Dataset entries:
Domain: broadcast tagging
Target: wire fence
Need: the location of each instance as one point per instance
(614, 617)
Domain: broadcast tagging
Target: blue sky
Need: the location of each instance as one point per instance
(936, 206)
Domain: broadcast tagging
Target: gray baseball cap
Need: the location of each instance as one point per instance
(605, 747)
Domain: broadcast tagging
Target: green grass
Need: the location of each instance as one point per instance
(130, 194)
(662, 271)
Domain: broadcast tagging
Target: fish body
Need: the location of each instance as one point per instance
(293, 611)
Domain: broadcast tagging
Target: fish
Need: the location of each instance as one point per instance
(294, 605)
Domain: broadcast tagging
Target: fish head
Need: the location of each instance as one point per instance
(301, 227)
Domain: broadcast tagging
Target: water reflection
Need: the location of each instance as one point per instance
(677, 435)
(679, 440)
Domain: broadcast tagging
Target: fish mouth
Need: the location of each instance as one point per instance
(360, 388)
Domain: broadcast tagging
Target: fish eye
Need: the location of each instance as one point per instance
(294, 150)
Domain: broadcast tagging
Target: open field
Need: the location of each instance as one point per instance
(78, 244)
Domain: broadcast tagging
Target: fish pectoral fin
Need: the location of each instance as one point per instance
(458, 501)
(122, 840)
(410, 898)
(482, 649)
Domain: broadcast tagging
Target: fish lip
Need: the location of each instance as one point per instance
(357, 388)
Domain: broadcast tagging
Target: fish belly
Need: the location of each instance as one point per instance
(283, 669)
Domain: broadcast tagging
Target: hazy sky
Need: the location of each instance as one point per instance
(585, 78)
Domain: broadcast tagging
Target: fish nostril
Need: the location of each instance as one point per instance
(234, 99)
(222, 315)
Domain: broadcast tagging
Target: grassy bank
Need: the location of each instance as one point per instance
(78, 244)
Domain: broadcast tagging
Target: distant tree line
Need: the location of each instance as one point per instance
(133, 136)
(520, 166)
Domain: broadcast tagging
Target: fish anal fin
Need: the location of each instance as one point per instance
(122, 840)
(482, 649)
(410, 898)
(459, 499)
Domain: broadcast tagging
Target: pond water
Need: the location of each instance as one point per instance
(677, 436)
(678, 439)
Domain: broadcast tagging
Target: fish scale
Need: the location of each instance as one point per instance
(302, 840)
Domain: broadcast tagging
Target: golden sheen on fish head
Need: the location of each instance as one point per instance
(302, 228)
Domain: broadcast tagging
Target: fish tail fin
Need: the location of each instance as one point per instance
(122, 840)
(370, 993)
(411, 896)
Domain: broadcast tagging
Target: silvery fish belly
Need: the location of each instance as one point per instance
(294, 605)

BRIEF:
Would you copy, unchanged, the stretch of the records above that begins at the line containing "Target: fish anal fin" and ends at the line containing "Target: fish tail fin", and only that?

SOLUTION:
Target: fish anal fin
Need: the location of each instance as one point per instance
(122, 840)
(482, 649)
(410, 898)
(459, 499)
Domain: broadcast tagging
Target: pond water
Need: the location of each instance as one point per instance
(677, 436)
(678, 439)
Domain: broadcast tagging
Target: fish scale
Need: the location of each instance as one point per instance
(302, 840)
Domain: broadcast tagging
Target: golden sheen on fish head
Need: the location of each instance as one point per instance
(302, 228)
Domain: broadcast tagging
Target: fish tail fin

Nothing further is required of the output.